» 任务目标:
1. 重新给出夏志清访谈中的一段原文，从“夏志清:前者已经忘了,后者还不曾念,你叫我从何说起呢?(众笑)”开始，到“dedicated to literature(热心于文学)。五四时代的文学,却多用来传播政治思想。”为止，包括这几个字在内。
2. 从夏志清访谈的最后一句之后往下续写。

**** 选读文本 ****

夏志清先生系美国耶鲁大学英语系博士,现任哥伦比亚大学东亚语文系中国文学教授。夏先生著作极多,作品散见于外国著名学术杂志。他所著《中国古典小说》、《中国现代小说史》名重于中外学术界,对中国古今小说的评介另开创一新局面。本刊趁夏先生伉俪访港之便,请他谈谈对当前台湾文学的观感。

戴天:今天晚上,我们准备用一个大题目来访问你,就是“五四的文学与当代的台湾文学”,请夏先生大致发表一下你对这方面的意见。

夏志清:前者已经忘了,后者还不曾念,你叫我从何说起呢?(众笑)

戴天:是这样的,夏先生,我们看过你写的一本书《中国现代小说史》,一直写到1957 年,以后的就没有再写下去。而台湾省、美国的中国学人,亦甚少批评1957 年之后这一段时期。所以我们很希望夏先生能够在今天晚上谈一下1957 年到1970 年之间这一段时期的台湾文学,用一个比较批评的方法,就是用五四文学(包括30 年代的文学在内)来做标准,比较一下现在的台湾文学。

夏志清:大体上说,当代的台湾文学,应该比五四时代的文学进步了,特别是写作技巧这一方面。这当然是指最有成就的台湾作家而言。但两者比较,最大的不同,我想还是在于五四的时候,一方面是文学,一方面是政治,而现在台湾则比较纯粹只是文学,也可以说是more dedicated to literature(热心于文学)。五四时代的文学,却多用来传播政治思想。

戴天:是的,我们看过夏先生一篇文章,好像也是在《明报月刊》发表,提及五四文学的时候,就说,它们大致上都有一个主题,也就是忧时伤国。从这一点去比较,今天台湾的情形,也应该算是多难之秋啦,那么,台湾的作家,是否也有必要对国是多发表一下意见呢?

**** 提取清单 ****

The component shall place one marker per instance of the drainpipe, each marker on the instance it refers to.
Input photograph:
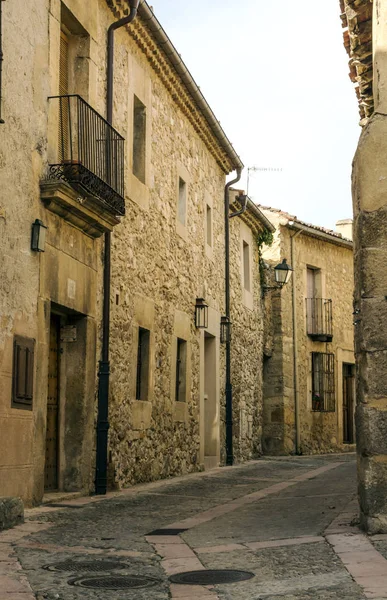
(229, 441)
(104, 365)
(295, 349)
(1, 57)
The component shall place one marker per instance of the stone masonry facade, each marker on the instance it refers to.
(166, 252)
(329, 258)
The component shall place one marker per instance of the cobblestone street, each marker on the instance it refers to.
(290, 521)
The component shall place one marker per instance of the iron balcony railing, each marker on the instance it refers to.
(90, 152)
(319, 319)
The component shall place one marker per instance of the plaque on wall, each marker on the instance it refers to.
(68, 333)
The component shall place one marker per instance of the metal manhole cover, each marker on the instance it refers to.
(114, 582)
(167, 531)
(211, 577)
(88, 566)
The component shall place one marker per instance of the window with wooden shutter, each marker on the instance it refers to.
(23, 372)
(64, 106)
(323, 382)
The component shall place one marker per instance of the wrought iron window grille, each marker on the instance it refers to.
(90, 152)
(319, 319)
(323, 382)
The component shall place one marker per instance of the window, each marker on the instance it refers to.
(139, 139)
(181, 370)
(142, 379)
(323, 382)
(182, 202)
(23, 372)
(209, 226)
(246, 266)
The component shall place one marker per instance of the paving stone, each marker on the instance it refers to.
(289, 567)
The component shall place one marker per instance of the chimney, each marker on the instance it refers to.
(345, 228)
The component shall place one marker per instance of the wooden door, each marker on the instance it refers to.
(311, 294)
(52, 434)
(348, 403)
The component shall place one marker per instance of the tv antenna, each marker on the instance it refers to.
(255, 169)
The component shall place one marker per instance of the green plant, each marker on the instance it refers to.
(266, 238)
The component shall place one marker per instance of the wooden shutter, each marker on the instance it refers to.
(63, 141)
(23, 372)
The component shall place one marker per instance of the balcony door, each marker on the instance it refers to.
(64, 126)
(312, 280)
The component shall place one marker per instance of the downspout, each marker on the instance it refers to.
(296, 385)
(1, 57)
(229, 440)
(104, 365)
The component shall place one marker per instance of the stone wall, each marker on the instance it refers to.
(23, 147)
(159, 267)
(319, 431)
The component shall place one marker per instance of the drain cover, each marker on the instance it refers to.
(167, 531)
(88, 566)
(114, 582)
(65, 505)
(211, 577)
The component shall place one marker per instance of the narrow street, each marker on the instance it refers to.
(289, 521)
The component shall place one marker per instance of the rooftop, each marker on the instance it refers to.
(153, 41)
(292, 219)
(356, 17)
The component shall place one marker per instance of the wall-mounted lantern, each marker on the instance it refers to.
(282, 274)
(38, 236)
(201, 314)
(225, 330)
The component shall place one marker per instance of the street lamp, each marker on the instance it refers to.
(201, 314)
(282, 274)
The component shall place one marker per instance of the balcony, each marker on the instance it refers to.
(88, 157)
(319, 319)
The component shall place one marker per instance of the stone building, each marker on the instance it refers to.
(365, 38)
(152, 186)
(309, 366)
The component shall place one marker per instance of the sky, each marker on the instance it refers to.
(276, 76)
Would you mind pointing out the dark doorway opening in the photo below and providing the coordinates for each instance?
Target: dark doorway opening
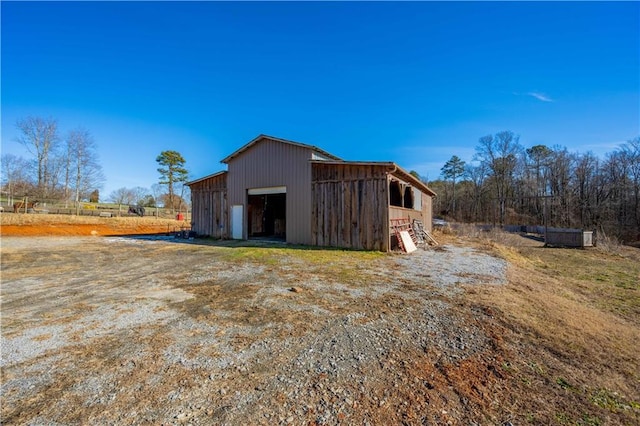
(267, 216)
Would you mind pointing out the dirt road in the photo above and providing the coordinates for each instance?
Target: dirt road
(116, 330)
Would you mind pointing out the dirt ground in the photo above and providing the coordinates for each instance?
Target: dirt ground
(23, 225)
(159, 330)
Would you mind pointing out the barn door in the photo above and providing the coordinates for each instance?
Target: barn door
(236, 222)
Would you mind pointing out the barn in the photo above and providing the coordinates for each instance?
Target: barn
(280, 189)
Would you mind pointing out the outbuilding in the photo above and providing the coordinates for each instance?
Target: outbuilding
(280, 189)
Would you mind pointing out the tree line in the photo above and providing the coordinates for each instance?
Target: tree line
(62, 167)
(508, 184)
(66, 168)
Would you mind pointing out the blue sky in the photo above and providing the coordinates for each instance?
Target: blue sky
(412, 82)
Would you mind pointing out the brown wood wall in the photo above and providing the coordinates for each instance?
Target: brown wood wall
(209, 211)
(349, 206)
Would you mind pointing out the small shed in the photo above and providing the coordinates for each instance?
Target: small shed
(562, 237)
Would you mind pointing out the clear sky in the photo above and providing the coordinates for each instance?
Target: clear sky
(412, 82)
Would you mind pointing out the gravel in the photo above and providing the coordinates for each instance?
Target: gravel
(152, 350)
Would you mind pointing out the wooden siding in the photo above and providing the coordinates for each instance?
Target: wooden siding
(350, 206)
(209, 211)
(269, 163)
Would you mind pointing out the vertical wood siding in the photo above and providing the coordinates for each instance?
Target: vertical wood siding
(209, 212)
(272, 163)
(349, 207)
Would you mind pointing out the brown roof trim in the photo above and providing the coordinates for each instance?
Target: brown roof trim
(207, 177)
(396, 170)
(260, 137)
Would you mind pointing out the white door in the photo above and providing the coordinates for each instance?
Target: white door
(236, 222)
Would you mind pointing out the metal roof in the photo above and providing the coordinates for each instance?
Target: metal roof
(260, 137)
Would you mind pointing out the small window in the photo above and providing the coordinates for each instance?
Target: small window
(417, 199)
(395, 194)
(408, 197)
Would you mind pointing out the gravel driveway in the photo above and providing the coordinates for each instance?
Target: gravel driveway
(148, 331)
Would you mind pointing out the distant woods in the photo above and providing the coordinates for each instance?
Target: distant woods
(60, 166)
(508, 184)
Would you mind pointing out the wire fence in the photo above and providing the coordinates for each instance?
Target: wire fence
(28, 206)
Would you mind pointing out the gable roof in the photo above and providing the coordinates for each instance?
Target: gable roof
(261, 137)
(222, 172)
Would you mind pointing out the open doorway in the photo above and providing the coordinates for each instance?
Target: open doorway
(267, 216)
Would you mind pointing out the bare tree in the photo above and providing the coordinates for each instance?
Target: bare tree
(40, 137)
(499, 153)
(122, 196)
(15, 172)
(139, 195)
(453, 169)
(83, 172)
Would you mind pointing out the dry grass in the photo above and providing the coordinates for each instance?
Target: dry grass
(574, 320)
(48, 219)
(21, 224)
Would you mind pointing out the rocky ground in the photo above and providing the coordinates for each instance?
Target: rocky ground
(122, 330)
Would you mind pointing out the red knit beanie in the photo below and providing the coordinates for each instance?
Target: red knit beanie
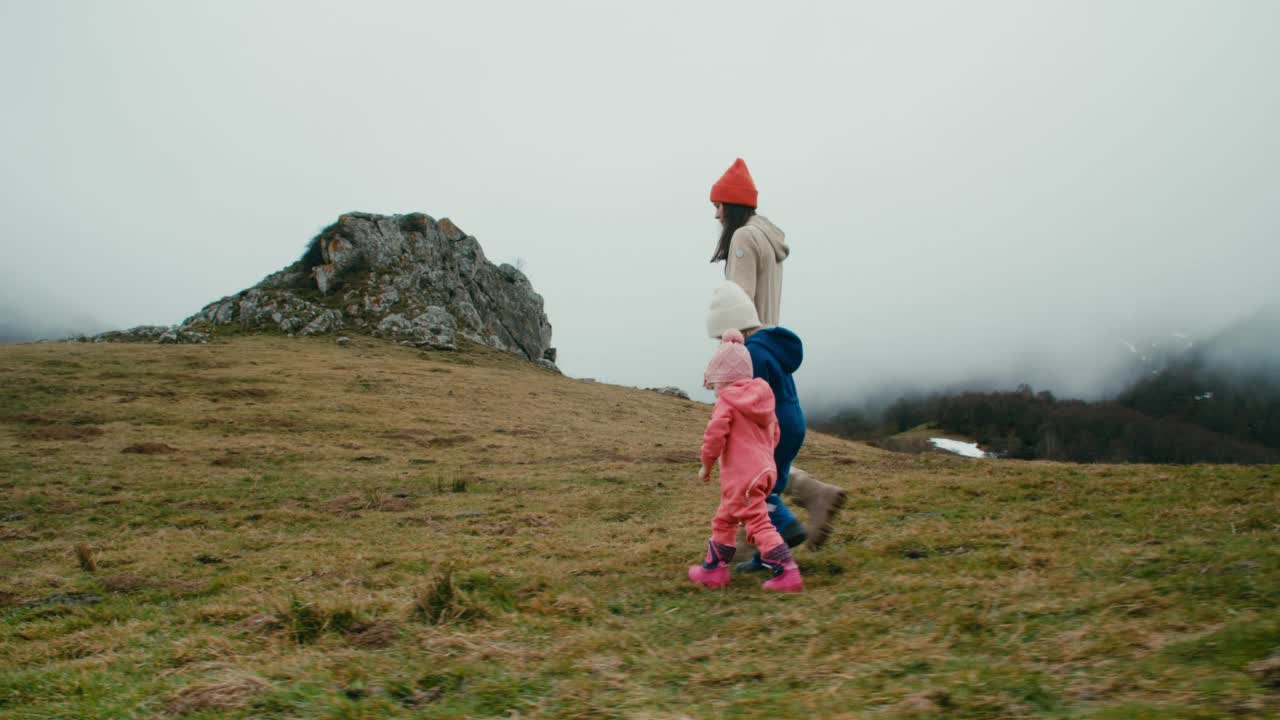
(735, 186)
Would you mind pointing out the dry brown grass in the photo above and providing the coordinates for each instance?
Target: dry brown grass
(232, 692)
(387, 533)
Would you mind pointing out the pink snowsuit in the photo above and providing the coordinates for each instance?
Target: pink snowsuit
(741, 433)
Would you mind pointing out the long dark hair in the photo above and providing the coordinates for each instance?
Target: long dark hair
(734, 217)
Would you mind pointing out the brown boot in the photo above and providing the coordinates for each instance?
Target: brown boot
(822, 501)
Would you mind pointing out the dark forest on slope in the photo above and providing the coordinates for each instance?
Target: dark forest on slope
(1220, 402)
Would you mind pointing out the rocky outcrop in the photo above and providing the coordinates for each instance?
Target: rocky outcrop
(164, 335)
(408, 278)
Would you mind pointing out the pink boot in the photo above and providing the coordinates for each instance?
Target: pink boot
(786, 573)
(713, 572)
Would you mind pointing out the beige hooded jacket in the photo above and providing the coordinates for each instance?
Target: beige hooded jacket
(755, 255)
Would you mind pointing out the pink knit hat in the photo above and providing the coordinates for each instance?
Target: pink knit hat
(731, 361)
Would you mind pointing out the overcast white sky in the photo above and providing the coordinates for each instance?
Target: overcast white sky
(970, 188)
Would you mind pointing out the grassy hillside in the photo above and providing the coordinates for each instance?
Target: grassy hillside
(288, 528)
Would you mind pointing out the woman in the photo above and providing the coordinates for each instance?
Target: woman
(753, 250)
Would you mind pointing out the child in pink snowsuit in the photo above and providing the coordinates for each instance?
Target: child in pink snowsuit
(741, 433)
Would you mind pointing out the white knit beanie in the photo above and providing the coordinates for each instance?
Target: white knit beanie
(731, 309)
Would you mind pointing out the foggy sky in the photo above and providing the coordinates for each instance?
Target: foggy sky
(979, 190)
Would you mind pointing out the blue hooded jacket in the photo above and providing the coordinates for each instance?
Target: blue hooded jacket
(776, 354)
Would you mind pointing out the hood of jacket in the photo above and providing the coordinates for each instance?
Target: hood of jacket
(753, 399)
(782, 345)
(773, 235)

****

» 各题答案:
1.
夏志清:前者已经忘了,后者还不曾念,你叫我从何说起呢?(众笑)

戴天:是这样的,夏先生,我们看过你写的一本书《中国现代小说史》,一直写到1957 年,以后的就没有再写下去。而台湾省、美国的中国学人,亦甚少批评1957 年之后这一段时期。所以我们很希望夏先生能够在今天晚上谈一下1957 年到1970 年之间这一段时期的台湾文学,用一个比较批评的方法,就是用五四文学(包括30 年代的文学在内)来做标准,比较一下现在的台湾文学。

夏志清:大体上说,当代的台湾文学,应该比五四时代的文学进步了,特别是写作技巧这一方面。这当然是指最有成就的台湾作家而言。但两者比较,最大的不同,我想还是在于五四的时候,一方面是文学,一方面是政治,而现在台湾则比较纯粹只是文学,也可以说是more dedicated to literature(热心于文学)。五四时代的文学,却多用来传播政治思想。

2.
夏志清:你是说那篇叫做《感时忧国》(Obsession with China )的文章?我那篇文章主要是要表明,五四以后到1949 年这一段时期的文学,与传统中国文学有什么不同,以及建国后的文学,又有什么不同。我想有一点很重要的就是,过去中国古代,一向都是文人第一,这是事实,至于是好是坏,那当然很难说,我们今天晚上也不好花时间讨论这一点。

总之,古代的文人,也许由于尚未有外洋冲击的关系,好像大部分都是不大关心现实政治的,顶多是讲讲皇帝啦民间疾苦啦之类。五四到建国这一段时期,文人才开始大量关心中国的前途问题,虽然那个时代的文人,由于大部分都分心于政治,不论他们创作多勤,他们真正的文学修养其实都很差。而台湾的文人呢,也不好说是不踏实,但他们好像的确不很在乎内地的情形,也没有要骂就骂,要批评就批评的表现,好像他们总避免接触到大问题。台湾的年轻人,不管写诗的也好,写小说的也好,似乎一心一意都放在纯文学之上,在文学的领域里,more concerned with what's going on(对文学潮流似乎很开心),而没有顾及其他。

戴天:是的,夏先生那篇文章亦好像有提到,五四时代虽然有感时伤国的爱国精神,但是以文学论文学,他们却没有接上西方文学的主流,而台湾现代文人的唯一目的,则似乎旨在接上这主流?

夏志清:也无所谓接不接啦。当然,肯多研读20 世纪早期西方文学的大师,总是好现象,自己眼界开了,创作时总想避免浅薄和俗套。

相反的,当代美国年轻作家,尤其是新左派的,他们故意要抛弃20 世纪的“现代传统”,自己思想非常霸道,文字也不考究,和台湾那些受过“现代传统”熏陶的作家比起来,实在要粗糙得多。

戴天:台湾既然有一部分作家想接上20 世纪现代文学的主流,何以他们对五四文学好像不感兴趣?五四时代忧时伤国的精神,何以到了台湾,竟就断了呢?夏济安先生在《中国小说史》的附录里也曾提过,其中一个原因,是台湾的年轻人看不到30 年代的中国文学,因此跟不上,那么除了这个原因,还有别的原因吗?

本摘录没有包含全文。